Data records
* * * * * * *

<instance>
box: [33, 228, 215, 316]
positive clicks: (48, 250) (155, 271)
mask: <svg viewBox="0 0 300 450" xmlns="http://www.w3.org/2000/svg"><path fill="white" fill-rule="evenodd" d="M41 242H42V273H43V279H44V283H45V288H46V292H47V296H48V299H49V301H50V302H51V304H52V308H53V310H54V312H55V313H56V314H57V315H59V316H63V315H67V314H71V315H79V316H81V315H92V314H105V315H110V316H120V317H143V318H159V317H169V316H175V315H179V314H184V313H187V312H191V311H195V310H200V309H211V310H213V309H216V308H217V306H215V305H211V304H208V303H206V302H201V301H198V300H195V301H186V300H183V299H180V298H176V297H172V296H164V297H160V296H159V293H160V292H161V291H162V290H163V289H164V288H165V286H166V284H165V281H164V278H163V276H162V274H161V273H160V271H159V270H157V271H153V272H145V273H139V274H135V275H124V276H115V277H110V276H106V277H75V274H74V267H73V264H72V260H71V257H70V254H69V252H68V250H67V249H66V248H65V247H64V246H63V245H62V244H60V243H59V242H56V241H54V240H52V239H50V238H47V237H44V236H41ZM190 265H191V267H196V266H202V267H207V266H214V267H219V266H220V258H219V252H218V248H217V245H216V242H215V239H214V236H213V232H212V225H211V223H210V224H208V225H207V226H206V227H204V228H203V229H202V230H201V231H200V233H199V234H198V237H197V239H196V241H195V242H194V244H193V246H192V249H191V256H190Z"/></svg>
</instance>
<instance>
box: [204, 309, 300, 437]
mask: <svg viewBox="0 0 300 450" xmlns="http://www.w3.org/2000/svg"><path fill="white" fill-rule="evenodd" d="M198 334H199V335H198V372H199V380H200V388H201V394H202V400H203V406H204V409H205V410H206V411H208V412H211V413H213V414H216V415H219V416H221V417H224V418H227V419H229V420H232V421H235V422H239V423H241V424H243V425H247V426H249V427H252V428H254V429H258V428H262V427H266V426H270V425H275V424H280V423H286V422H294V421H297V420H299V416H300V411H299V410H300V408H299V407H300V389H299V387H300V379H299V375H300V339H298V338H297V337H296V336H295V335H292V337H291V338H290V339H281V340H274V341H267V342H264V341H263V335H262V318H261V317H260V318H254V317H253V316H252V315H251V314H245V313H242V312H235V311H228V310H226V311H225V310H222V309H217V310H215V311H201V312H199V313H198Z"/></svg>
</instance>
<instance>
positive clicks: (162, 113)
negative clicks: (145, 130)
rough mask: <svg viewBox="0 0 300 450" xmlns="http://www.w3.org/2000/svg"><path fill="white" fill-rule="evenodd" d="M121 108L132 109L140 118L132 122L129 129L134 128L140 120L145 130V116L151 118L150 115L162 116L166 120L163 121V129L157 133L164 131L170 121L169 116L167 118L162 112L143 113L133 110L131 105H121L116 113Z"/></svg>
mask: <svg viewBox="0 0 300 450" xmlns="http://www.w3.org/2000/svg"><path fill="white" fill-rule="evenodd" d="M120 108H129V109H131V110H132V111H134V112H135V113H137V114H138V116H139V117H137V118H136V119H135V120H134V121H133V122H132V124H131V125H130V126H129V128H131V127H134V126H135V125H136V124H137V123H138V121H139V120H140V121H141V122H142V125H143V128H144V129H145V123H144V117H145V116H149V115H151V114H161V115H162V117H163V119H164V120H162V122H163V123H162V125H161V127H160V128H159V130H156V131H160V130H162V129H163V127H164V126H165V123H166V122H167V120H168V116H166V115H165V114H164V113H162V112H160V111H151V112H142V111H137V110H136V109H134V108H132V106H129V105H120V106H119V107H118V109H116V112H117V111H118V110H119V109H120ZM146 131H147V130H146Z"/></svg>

* * * * * * *

**GOAL OF THE EXERCISE**
Each record needs to be duplicated exactly.

**WORKED SOLUTION**
<instance>
box: [33, 228, 215, 316]
positive clicks: (48, 250) (155, 271)
mask: <svg viewBox="0 0 300 450" xmlns="http://www.w3.org/2000/svg"><path fill="white" fill-rule="evenodd" d="M41 242H42V273H43V279H44V283H45V288H46V292H47V296H48V299H49V301H50V302H51V304H52V308H53V310H54V312H55V313H56V314H57V315H59V316H63V315H67V314H71V315H79V316H81V315H92V314H105V315H110V316H120V317H143V318H159V317H169V316H175V315H179V314H184V313H187V312H191V311H195V310H200V309H211V310H213V309H216V308H217V306H215V305H211V304H208V303H206V302H201V301H198V300H195V301H186V300H183V299H180V298H176V297H172V296H164V297H160V296H159V293H160V292H161V291H162V290H163V289H164V288H165V286H166V284H165V281H164V278H163V276H162V274H161V273H160V271H159V270H157V271H153V272H145V273H139V274H135V275H124V276H115V277H110V276H106V277H75V274H74V267H73V264H72V260H71V257H70V254H69V252H68V250H67V249H66V248H65V247H64V246H63V245H62V244H60V243H59V242H56V241H54V240H52V239H50V238H47V237H44V236H41ZM190 265H191V267H196V266H202V267H207V266H214V267H219V266H220V258H219V252H218V248H217V245H216V242H215V239H214V236H213V232H212V225H211V223H210V224H208V225H207V226H206V227H204V228H203V229H202V230H201V231H200V233H199V234H198V237H197V239H196V241H195V242H194V244H193V246H192V249H191V256H190Z"/></svg>
</instance>
<instance>
box: [204, 309, 300, 437]
mask: <svg viewBox="0 0 300 450" xmlns="http://www.w3.org/2000/svg"><path fill="white" fill-rule="evenodd" d="M198 334H199V335H198V372H199V380H200V388H201V394H202V400H203V406H204V409H205V410H206V411H208V412H211V413H213V414H216V415H219V416H221V417H224V418H227V419H229V420H232V421H235V422H239V423H241V424H243V425H247V426H249V427H252V428H254V429H258V428H262V427H266V426H270V425H275V424H280V423H286V422H294V421H297V420H299V416H300V411H299V410H300V408H299V407H300V389H299V387H300V379H299V375H300V339H298V338H297V337H296V336H295V335H292V337H291V338H290V339H281V340H274V341H267V342H264V341H263V335H262V318H261V317H260V318H254V317H253V316H252V315H251V314H245V313H242V312H235V311H228V310H226V311H225V310H222V309H217V310H215V311H201V312H199V313H198Z"/></svg>
</instance>
<instance>
positive clicks: (162, 113)
negative clicks: (145, 130)
rough mask: <svg viewBox="0 0 300 450" xmlns="http://www.w3.org/2000/svg"><path fill="white" fill-rule="evenodd" d="M121 108L132 109L140 118L132 122L129 129L134 128L140 120L145 130V116L151 118L150 115L162 116L166 120L163 121V129L157 133L164 131L170 121L169 116L167 118L162 112L143 113L133 110L131 105H121L116 113Z"/></svg>
mask: <svg viewBox="0 0 300 450" xmlns="http://www.w3.org/2000/svg"><path fill="white" fill-rule="evenodd" d="M120 108H129V109H131V110H132V111H134V112H135V113H137V114H138V116H139V117H137V118H136V119H135V120H134V121H133V122H132V124H131V125H130V126H129V128H131V127H134V126H135V125H136V124H137V123H138V121H139V120H140V121H141V122H142V125H143V128H144V129H145V123H144V117H145V116H149V115H151V114H161V115H162V117H163V119H164V120H162V122H163V123H162V125H161V127H160V128H159V130H156V131H160V130H162V129H163V127H164V126H165V123H166V122H167V120H168V116H166V115H165V114H164V113H162V112H160V111H151V112H142V111H137V110H136V109H134V108H132V106H129V105H120V106H119V107H118V109H116V112H117V111H118V110H119V109H120ZM146 131H147V130H146Z"/></svg>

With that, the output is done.